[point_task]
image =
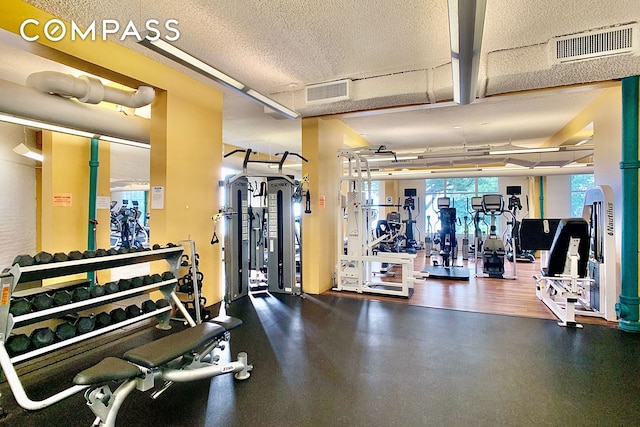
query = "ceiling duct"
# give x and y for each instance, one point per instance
(324, 93)
(595, 44)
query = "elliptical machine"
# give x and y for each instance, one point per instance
(513, 241)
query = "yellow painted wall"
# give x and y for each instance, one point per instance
(321, 140)
(190, 121)
(65, 171)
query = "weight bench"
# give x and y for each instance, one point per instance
(184, 356)
(564, 280)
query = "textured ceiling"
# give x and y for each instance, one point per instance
(397, 53)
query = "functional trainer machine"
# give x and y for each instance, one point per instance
(581, 277)
(355, 264)
(261, 238)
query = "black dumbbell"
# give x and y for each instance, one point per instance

• **What is required**:
Write out the listing above again, exactly, but with no pictures in the copy.

• **Finished answer**:
[point_task]
image =
query = "ceiling duct"
# give x and y for each instance, one point per instance
(324, 93)
(595, 44)
query = "elliptical machine"
# give x and y for each instance, one point per instance
(513, 241)
query = "yellow painted wall"
# give x and y for each instance, one point per instance
(321, 140)
(190, 121)
(65, 171)
query = "weight bench"
# give x and y for each instance, one point per instance
(184, 356)
(564, 280)
query = "textured ceiling"
# give x and y for each instance, one point per instance
(397, 53)
query = "functional trainer machine"
# give x and y for each instance, one point per instance
(581, 277)
(355, 264)
(261, 238)
query = "black dumbbell"
# give x and y for each instance, one point per instance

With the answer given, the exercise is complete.